» **Exercise instructions**
Print the full listing exactly.

Entries from a point annotation set:

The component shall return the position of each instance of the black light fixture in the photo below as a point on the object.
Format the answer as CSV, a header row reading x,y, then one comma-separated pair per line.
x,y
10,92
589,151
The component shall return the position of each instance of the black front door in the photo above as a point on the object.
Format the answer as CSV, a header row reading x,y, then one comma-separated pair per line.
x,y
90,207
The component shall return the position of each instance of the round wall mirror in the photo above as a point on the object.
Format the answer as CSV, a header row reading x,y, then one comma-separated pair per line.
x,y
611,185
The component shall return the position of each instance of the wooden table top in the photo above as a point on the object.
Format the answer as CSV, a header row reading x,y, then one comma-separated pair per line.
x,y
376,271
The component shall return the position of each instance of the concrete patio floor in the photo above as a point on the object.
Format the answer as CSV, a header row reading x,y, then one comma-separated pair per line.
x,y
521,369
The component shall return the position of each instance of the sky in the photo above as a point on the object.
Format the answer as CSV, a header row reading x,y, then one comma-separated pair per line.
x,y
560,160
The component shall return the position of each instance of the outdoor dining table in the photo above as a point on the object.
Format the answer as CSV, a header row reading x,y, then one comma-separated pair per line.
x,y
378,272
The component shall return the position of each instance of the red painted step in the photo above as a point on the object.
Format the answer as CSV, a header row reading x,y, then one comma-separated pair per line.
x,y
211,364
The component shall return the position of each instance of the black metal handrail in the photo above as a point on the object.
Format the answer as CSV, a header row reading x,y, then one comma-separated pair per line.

» **Response to the exercise**
The component shall return the position of each instance of the black light fixture in the photo below as a point on the object.
Format the answer as CSV, a header row reading x,y, then one comma-separated pair per line.
x,y
10,92
589,151
The component shall return the position of each instance of the black front door in the photo above as a point on the object.
Format the answer as CSV, a header row reading x,y, then one comma-separated pair per line.
x,y
90,207
The component shall return the position of each instance of the round wall mirror in the photo above as a point on the object.
Format the answer as CSV, a header row reading x,y, then one comma-separated pair per line.
x,y
611,185
The component shall return the position of each instance of the wooden table top in the photo above as a point on the object.
Format the answer as CSV, a header row reading x,y, then one comma-separated pair per line.
x,y
376,271
The component shall return the position of each instance of the concrete patio floor in the photo above as a point on the object.
Format the answer as CSV, a header row reading x,y, then one comma-separated pair per line.
x,y
521,369
The component shall return the position of each instance of the sky in the photo above as a point on the object.
Format the answer as CSV, a header row reading x,y, then one comma-separated pair per line.
x,y
560,160
The component shall return the position of each instance of the outdoor dining table in the photo above as a point on the object.
Format the answer as CSV, a header row reading x,y, then one comma-separated pair per line.
x,y
378,272
The component shall return the position of each instance of the red painted step in the photo above as a point on the object.
Format the answer as CSV, a header row reading x,y, then one comma-separated pair per line.
x,y
211,364
The component shall return the position of each instance of the black metal handrail in the photo above as a point on the object.
Format the answer as CSV, a header row reading x,y, then one comma-separated pair per line.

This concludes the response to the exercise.